> **RECORDS SUPPLIED**:
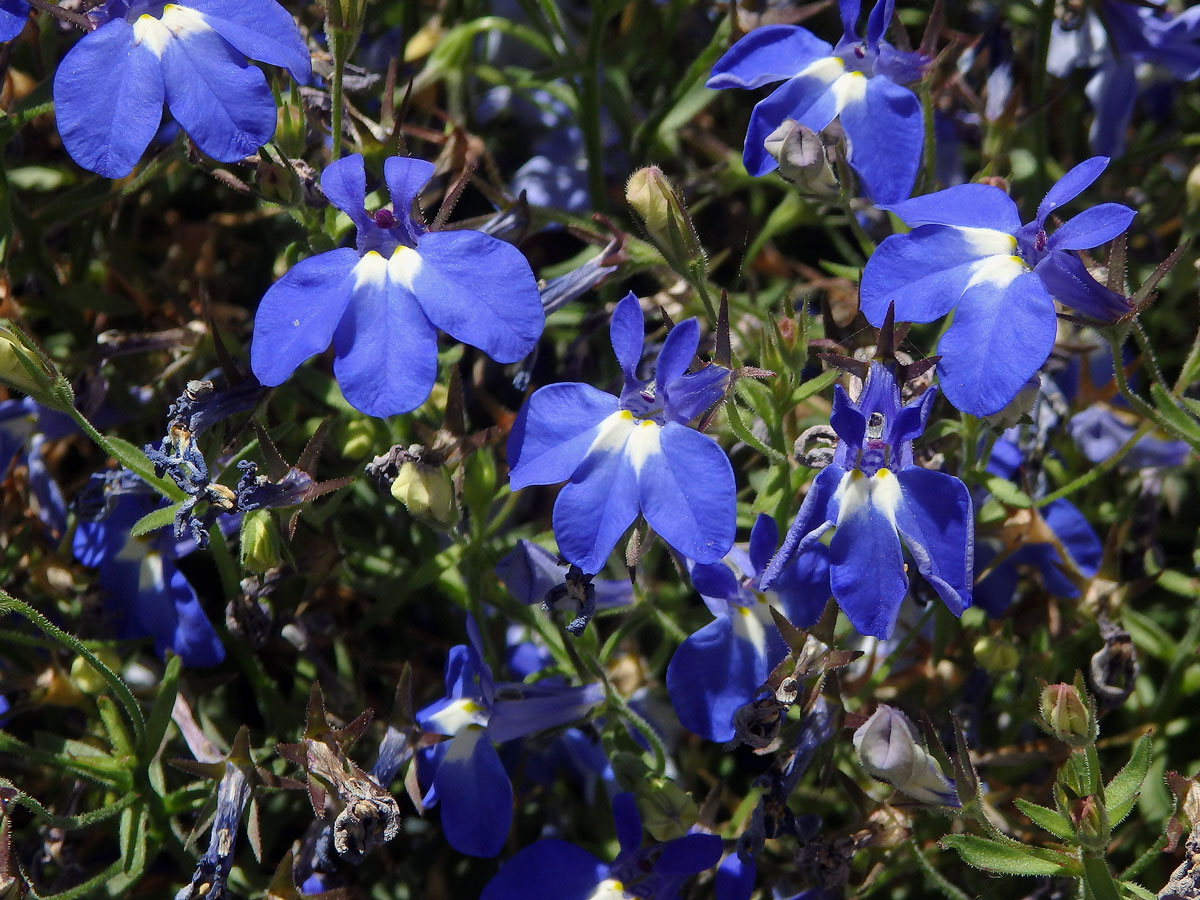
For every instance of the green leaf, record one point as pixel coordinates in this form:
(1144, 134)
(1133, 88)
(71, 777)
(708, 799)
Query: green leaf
(1125, 786)
(1006, 858)
(1048, 820)
(154, 521)
(1007, 492)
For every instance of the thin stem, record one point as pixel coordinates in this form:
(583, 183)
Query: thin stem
(935, 879)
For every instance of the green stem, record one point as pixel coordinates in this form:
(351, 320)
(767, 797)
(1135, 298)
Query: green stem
(935, 879)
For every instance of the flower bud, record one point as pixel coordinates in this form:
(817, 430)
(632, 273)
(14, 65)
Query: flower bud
(1066, 715)
(667, 222)
(259, 543)
(996, 655)
(425, 491)
(85, 678)
(889, 751)
(23, 367)
(802, 160)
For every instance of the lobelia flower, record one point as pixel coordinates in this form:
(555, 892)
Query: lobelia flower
(13, 15)
(1131, 46)
(857, 82)
(552, 869)
(145, 592)
(111, 87)
(874, 495)
(631, 454)
(969, 252)
(721, 666)
(383, 301)
(888, 748)
(469, 780)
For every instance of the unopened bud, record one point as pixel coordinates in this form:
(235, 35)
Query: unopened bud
(888, 749)
(23, 367)
(667, 223)
(996, 655)
(425, 491)
(84, 676)
(261, 550)
(802, 159)
(1066, 714)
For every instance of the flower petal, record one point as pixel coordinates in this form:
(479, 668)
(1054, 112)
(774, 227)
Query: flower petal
(865, 562)
(474, 793)
(479, 291)
(576, 874)
(687, 490)
(259, 29)
(937, 523)
(1092, 227)
(299, 312)
(927, 271)
(108, 96)
(627, 331)
(809, 525)
(885, 136)
(553, 432)
(808, 99)
(966, 205)
(719, 669)
(1071, 185)
(385, 349)
(220, 100)
(1002, 333)
(343, 183)
(767, 54)
(600, 502)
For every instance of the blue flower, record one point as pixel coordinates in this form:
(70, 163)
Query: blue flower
(721, 666)
(383, 301)
(145, 592)
(631, 454)
(969, 252)
(109, 89)
(1133, 45)
(556, 870)
(13, 15)
(874, 495)
(858, 82)
(469, 781)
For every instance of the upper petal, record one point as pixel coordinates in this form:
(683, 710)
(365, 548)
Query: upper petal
(1002, 333)
(927, 271)
(969, 205)
(478, 289)
(600, 502)
(937, 523)
(385, 349)
(108, 99)
(1092, 227)
(222, 102)
(808, 99)
(885, 136)
(259, 29)
(299, 312)
(553, 432)
(1071, 185)
(687, 490)
(767, 54)
(343, 183)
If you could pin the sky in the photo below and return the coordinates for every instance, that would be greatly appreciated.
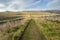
(22, 5)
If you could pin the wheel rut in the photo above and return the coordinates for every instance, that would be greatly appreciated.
(32, 32)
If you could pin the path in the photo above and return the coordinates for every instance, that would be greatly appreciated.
(33, 33)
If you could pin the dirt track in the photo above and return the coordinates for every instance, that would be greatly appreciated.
(32, 33)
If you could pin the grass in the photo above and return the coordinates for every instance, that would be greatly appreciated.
(50, 29)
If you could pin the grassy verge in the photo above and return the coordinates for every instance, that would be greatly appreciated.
(15, 33)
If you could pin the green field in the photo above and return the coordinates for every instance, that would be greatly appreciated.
(29, 26)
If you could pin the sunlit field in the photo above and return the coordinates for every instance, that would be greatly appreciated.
(29, 25)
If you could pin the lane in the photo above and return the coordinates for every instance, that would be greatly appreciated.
(32, 33)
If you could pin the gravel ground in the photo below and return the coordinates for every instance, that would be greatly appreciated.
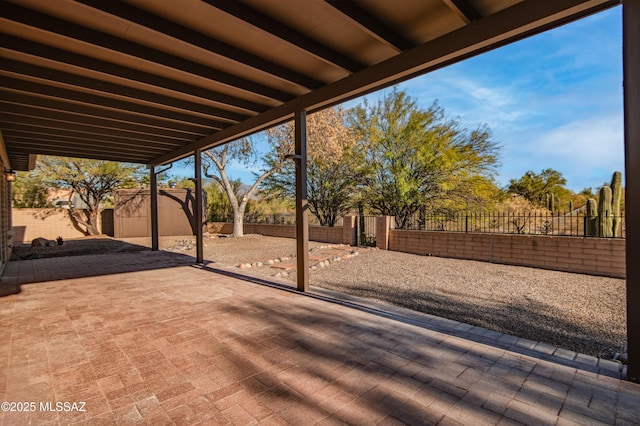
(578, 312)
(582, 313)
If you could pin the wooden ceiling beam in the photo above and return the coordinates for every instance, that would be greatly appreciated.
(258, 19)
(177, 31)
(71, 30)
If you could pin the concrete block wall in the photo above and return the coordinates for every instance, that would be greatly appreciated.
(316, 233)
(594, 256)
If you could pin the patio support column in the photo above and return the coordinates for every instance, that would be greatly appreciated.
(197, 210)
(631, 79)
(154, 208)
(302, 219)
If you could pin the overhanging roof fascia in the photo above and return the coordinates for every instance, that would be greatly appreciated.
(514, 23)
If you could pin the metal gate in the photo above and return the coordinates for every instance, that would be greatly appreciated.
(366, 231)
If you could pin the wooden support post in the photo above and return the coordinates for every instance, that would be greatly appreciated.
(302, 219)
(198, 210)
(154, 208)
(631, 78)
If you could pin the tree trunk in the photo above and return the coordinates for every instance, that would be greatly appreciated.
(87, 227)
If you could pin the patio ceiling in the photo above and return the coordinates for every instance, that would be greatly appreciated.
(150, 81)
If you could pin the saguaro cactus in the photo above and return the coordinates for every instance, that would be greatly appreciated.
(605, 216)
(591, 219)
(616, 201)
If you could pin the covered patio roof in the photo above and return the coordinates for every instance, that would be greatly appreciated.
(150, 82)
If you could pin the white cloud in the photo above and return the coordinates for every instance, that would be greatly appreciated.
(586, 151)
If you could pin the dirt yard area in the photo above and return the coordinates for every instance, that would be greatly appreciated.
(578, 312)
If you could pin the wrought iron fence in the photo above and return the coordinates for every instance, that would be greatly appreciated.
(534, 223)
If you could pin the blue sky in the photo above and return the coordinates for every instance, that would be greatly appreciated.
(552, 101)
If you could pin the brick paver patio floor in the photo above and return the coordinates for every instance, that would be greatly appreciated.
(166, 342)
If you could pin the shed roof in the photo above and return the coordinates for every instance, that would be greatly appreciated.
(149, 82)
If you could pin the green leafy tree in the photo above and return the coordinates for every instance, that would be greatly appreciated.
(215, 162)
(29, 191)
(334, 167)
(536, 187)
(92, 180)
(418, 158)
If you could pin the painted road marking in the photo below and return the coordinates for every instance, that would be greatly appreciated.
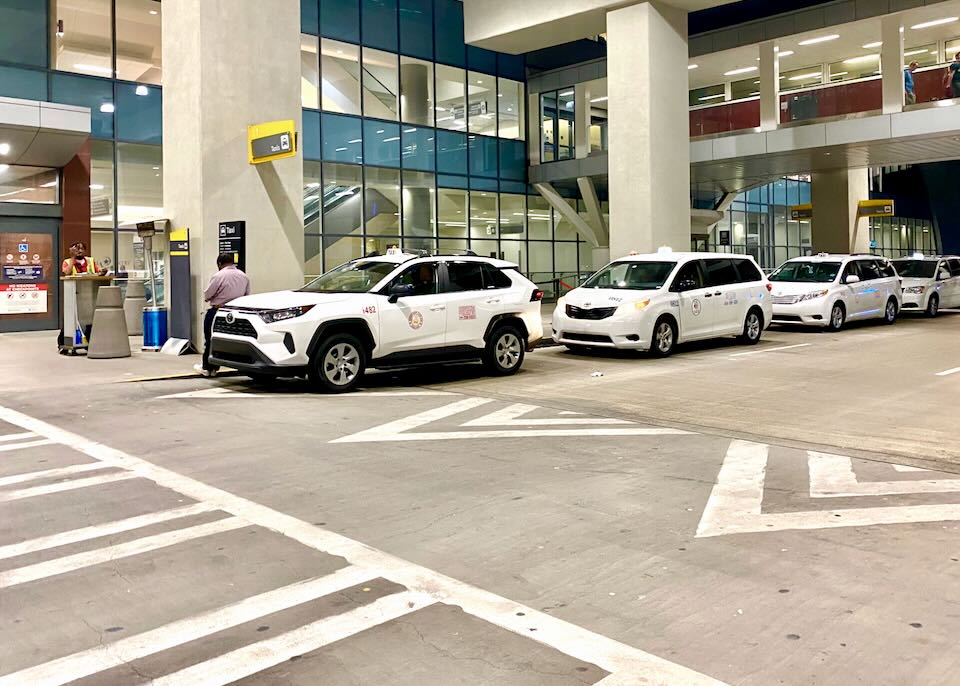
(60, 486)
(735, 503)
(107, 656)
(772, 350)
(256, 657)
(90, 532)
(402, 429)
(70, 563)
(633, 665)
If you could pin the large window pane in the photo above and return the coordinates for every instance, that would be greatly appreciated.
(381, 84)
(139, 183)
(381, 143)
(342, 200)
(340, 69)
(382, 201)
(81, 36)
(416, 91)
(380, 23)
(97, 94)
(416, 28)
(483, 214)
(23, 32)
(309, 72)
(452, 213)
(341, 138)
(511, 109)
(482, 103)
(418, 206)
(340, 19)
(139, 41)
(139, 114)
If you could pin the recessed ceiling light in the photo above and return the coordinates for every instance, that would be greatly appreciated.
(935, 22)
(819, 39)
(741, 70)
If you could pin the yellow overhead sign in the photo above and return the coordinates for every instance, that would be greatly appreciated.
(876, 208)
(271, 141)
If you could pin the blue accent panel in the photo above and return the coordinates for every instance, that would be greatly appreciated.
(381, 143)
(139, 114)
(416, 28)
(310, 138)
(341, 138)
(418, 148)
(86, 92)
(380, 24)
(451, 152)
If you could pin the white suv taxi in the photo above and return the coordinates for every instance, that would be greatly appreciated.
(828, 290)
(395, 310)
(653, 302)
(929, 282)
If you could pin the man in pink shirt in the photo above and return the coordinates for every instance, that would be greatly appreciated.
(229, 283)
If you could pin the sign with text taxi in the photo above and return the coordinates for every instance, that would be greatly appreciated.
(271, 141)
(883, 207)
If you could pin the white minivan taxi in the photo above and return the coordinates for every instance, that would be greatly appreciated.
(929, 282)
(653, 302)
(828, 290)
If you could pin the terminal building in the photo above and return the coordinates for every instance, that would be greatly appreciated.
(553, 133)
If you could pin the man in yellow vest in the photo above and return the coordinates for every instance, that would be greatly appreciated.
(78, 262)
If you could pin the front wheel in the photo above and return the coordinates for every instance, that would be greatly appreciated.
(337, 364)
(752, 328)
(890, 312)
(504, 352)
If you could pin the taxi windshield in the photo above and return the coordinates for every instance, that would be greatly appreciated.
(807, 272)
(916, 269)
(358, 276)
(633, 276)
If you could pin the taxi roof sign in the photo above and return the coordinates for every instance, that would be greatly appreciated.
(275, 140)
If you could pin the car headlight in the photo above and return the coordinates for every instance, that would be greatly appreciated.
(274, 316)
(638, 306)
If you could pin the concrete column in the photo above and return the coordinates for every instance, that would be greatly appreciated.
(649, 156)
(836, 227)
(581, 126)
(891, 62)
(769, 87)
(221, 76)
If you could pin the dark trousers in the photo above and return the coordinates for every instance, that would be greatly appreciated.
(207, 335)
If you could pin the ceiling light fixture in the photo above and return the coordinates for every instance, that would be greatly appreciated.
(935, 22)
(819, 39)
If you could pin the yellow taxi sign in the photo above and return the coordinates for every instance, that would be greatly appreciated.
(274, 140)
(883, 207)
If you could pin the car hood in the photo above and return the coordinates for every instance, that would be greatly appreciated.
(603, 297)
(280, 299)
(797, 288)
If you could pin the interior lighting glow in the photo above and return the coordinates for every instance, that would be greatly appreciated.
(935, 22)
(819, 39)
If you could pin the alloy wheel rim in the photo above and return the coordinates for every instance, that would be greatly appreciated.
(341, 364)
(508, 351)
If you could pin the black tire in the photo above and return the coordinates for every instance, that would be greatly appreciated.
(506, 348)
(338, 364)
(752, 327)
(838, 315)
(890, 312)
(664, 339)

> **TASK REQUIREMENTS**: Set aside each line above that includes the string "point" and report it.

> **SOLUTION FOR THIS TASK**:
For every instance of the green leaf, record one point as pixel coordinates in this form:
For every instance of the thin stem, record one point as pixel coordinates in this form:
For every instance of the green stem, record one point as pixel coordinates in this form:
For every instance of the flower bud, record one point as pixel coordinates in this form:
For every instance of the lobelia flower, record one point as pixel coordinates in this form:
For every instance of the unopened bud, record one point as pixel coordinates in this form:
For every instance of the flower petal, record one point as pixel coordinates in this form:
For every instance of the blue flower, record one point as pixel coordinates in this form:
For every instance of the upper petal, record one point as pixel coordinates in this form:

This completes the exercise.